TASK DESCRIPTION :: Rewrite the data below with every occurrence of "statice flower" changed to "sea lavender" and all other text left as it is. Omit the pictures from your version.

DATA SHOWN ::
⁂
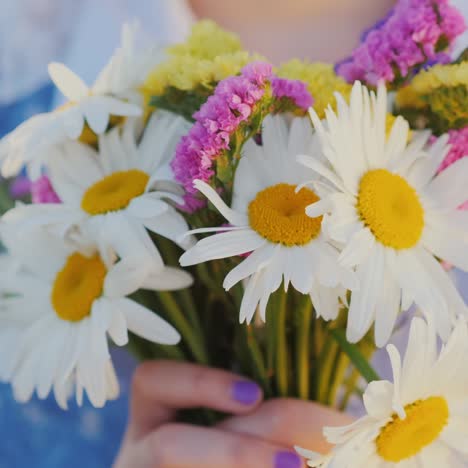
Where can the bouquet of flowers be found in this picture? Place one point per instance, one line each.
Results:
(197, 203)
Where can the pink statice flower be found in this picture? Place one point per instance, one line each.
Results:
(43, 192)
(294, 90)
(412, 35)
(20, 187)
(233, 103)
(458, 141)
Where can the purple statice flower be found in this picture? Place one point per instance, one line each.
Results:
⁂
OUTPUT FOR THIS TASK ::
Where can the bouquet of flowers be found in this picture? Place one point per instance, one line each.
Results:
(197, 203)
Where can the pink sea lavender be found in this picture? Place one point per instance, one line each.
Results:
(43, 192)
(294, 90)
(412, 35)
(20, 187)
(233, 103)
(458, 141)
Where can the purple sea lavender be found in this picture? Place one point per instance, one line each.
Results:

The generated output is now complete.